::: MATERIAL SUPPLIED

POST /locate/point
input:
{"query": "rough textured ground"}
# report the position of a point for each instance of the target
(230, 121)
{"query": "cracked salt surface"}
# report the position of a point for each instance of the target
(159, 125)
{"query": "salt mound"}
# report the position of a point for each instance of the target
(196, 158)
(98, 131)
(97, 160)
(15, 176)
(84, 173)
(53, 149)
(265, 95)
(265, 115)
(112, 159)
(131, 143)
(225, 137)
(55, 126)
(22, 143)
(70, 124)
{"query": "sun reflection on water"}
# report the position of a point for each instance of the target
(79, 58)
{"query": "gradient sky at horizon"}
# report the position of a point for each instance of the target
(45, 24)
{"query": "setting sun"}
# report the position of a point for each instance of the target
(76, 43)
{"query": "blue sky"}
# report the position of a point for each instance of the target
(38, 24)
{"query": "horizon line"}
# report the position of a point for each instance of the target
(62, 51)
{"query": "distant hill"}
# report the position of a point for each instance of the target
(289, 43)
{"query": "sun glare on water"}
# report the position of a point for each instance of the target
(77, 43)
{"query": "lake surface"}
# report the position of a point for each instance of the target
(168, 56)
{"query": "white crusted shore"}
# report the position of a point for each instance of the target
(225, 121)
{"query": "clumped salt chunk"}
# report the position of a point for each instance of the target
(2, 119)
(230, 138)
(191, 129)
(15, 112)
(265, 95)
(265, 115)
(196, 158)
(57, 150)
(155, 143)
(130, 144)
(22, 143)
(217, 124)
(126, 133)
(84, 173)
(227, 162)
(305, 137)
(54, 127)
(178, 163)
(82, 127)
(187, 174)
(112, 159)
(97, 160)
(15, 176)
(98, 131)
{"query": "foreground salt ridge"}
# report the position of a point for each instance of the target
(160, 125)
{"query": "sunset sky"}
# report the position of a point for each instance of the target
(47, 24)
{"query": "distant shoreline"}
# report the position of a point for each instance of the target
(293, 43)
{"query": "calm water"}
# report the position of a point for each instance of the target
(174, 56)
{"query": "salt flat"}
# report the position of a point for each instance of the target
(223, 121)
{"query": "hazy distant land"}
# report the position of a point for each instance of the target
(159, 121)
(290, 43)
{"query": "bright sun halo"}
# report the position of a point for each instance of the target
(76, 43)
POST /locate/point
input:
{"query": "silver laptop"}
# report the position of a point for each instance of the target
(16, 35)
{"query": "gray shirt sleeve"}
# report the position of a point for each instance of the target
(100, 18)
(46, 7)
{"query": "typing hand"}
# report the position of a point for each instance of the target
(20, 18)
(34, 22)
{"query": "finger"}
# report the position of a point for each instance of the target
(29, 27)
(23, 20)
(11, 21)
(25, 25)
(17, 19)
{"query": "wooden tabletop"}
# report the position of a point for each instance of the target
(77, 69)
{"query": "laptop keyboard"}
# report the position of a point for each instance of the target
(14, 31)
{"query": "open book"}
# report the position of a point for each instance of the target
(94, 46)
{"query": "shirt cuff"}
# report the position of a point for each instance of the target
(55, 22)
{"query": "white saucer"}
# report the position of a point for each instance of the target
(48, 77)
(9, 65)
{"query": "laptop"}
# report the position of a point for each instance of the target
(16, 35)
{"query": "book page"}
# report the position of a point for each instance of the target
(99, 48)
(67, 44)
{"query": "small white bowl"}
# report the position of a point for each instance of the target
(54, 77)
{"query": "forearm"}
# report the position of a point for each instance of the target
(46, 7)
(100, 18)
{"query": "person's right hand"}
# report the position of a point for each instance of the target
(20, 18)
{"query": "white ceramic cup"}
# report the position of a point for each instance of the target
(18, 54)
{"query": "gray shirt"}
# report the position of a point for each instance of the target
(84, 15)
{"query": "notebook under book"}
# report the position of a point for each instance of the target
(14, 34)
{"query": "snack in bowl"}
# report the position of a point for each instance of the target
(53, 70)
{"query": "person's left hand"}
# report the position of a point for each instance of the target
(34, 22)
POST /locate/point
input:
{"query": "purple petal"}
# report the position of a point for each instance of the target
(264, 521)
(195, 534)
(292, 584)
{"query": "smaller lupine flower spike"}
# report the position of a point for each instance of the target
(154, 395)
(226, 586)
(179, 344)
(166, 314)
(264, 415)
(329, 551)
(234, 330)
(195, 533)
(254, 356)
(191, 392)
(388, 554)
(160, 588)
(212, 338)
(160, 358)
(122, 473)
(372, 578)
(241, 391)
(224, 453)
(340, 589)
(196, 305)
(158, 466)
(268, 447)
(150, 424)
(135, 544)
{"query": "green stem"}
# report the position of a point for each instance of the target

::::::

Please give a count of the lines in the records where the word "hand" occurs, with nothing besides it.

3